*** Opening Text passage ***

Not everyone's cup of T: Kasabian
Give enough monkeys enough typewriters and enough time and they’d eventually come up with the complete works of Shakespeare, it’s been theorised.
On a related note, tonight’s show by Kasabian proves that if you shave four simians, arm them with instruments and other electronic gizmos and throw a bunch of Stone Roses and Oasis CDs at them, they’ll eventually come to headline T in the Park on the Sunday night.
Hmm, I guess it’s fair to say that I’m not exactly a fan of the Leicestershire mob, but I thought I’d see if I could put any prejudices to one side and try to last the distance at their festival-closing performance.
Hey, if nothing else at least there will be some fireworks at the end to finish this year’s event with a bang! What follows shall be a brief timeline of my experience; you’re welcome to send me your sympathy - or express your disdain - in the comments section below. Anyway, here we go:
9.20pm They should have started by now, but Kasabian’s crew are only at the stage of sound-checking the drums, which is not the most promising sign. I know Jay-Z's late exit is to blame, though I still involuntarily start twitching, a bit like a dental patient told that he's about to have all his teeth removed in just a few minutes - oh, and they've run out of anaesthetic.
9.25 pm As I traipse towards one of the outdoor urinals I have to swerve to avoid the sight of a woman squatting to make use of the metal trough, and not for the first time this weekend. It seems that 2010 can be crowned as the year when it seemed socially acceptable for females at T in the Park to potentially expose their nether regions to onlookers and relieve themselves in the breezy festival air whenever the desire presents itself. I’m not too sure 2010 will be proud of this.
9.30pm Back to (slightly) less tawdry matters: the mercifully swift roadies have shifted from testing out the bass to guitar, and then the vocals. Unless there's a sitar section that are remaining purposely hidden from the stage, the end is nigh (i.e. the start is soon). Still, nothing like challenging some preconceptions, after all, to assume make an ass out of - well, not you, for you have little to do with this potential disaster, so really it just makes an ass out of me. Could that mean that I wasn’t one before? Thinking back, I doubt it.
9.35pm HERE THEY ARE, HERE ARE KASABIAN. I take a deep breath and prepare to greet the motley quartet with an open mind. Wish me luck!

*** Closing Text passage ***
*** Opening Source information ***

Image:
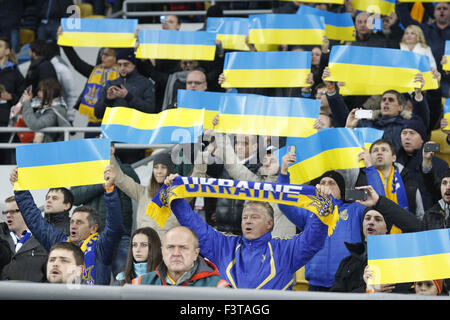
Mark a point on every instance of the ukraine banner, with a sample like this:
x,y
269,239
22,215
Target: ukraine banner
x,y
62,164
328,149
84,32
293,195
369,71
338,26
446,66
286,29
271,116
230,31
266,69
176,45
383,7
409,257
129,125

*** Closing Source information ***

Task list
- a) In the Kasabian concert review, swap "Stone Roses" for "Blur" and give the passage that begins at the words "On a related" and stops after "the Sunday night.".
- b) List every time of day that heads an entry in the timeline of the Kasabian concert review.
- c) Continue the Kasabian concert review from where it stops.
The material has nothing to do with any of this.

Answers to each task
- a)
On a related note, tonight’s show by Kasabian proves that if you shave four simians, arm them with instruments and other electronic gizmos and throw a bunch of Blur and Oasis CDs at them, they’ll eventually come to headline T in the Park on the Sunday night.

- b) 9.20pm, 9.25 pm, 9.30pm, 9.35pm

- c)
9.36pm Well, as it turns out open minds are way over-rated - Fast Fuse sounds a bit like a half-arsed Cooper Temple Clause, an attempt at musical experimentation over a fast-paced drum loop that probably went awry when Kasabian realised the new issue of Nuts magazine was out and they decided to head off to the newsagents instead to check out the ’50 Top Topless Summer Babes’ feature. (It wasn’t a bad read, to be fair.) Expectations are again lowered to the depths of Hades. I expect them to stay there until they tire of this misery and take the easy way out.
9.42pm Shoot the Runner plops itself into the set list, complete with sludgily incompetent drum beat and the sort of lazy, dreary bluesy rock riff that a two-year-old could probably come up with by happy slapping his dad’s guitar. Relatively speaking it makes Slade seem like The Beatles. I remind myself: Slade are definitely not The Beatles.
9.47pm Singer Tom Meighan blathers on some more during Underdog with the astute rhyming couplet: "It don't matter, I won't do what you say/You've got the money and the power, I won't go your way." (It’s sneeringly and tunelessly delivered for maximum impact.) I think he's trying to be political, in the sort of way that Katie Price might be thought of as philosophical when she engages in another bitching session about Jodie Marsh.
9.51pm Another bone-headed bass riff and plodding drum beat precedes the lunken lyricism of Where Did All The Love Go?, the formula already depressingly clear with the forecast in front of the Main Stage looking spectacularly grim for the next hour or so. The band are obviously on something of a roll here, in the sense of rolling headfirst down a steep hill into a pile of manure.
9.52pm "Where did all the love go?" enquires Tom. At best guess I’d say any zest I had left for life departed around three and a half songs back and that if I don’t leave this stage sharpish to go catch the far superior Plastikman I might throw up my own soul. Perhaps I’ll spot some chunks of love in that? Not that I’ll find out though, as I depart having lasted 17 minutes. (That’s 17 minutes of my life that will never be retrieved, just so we’re clear on the matter.) Still, I’m sure the rest of the set was a blast afterwards!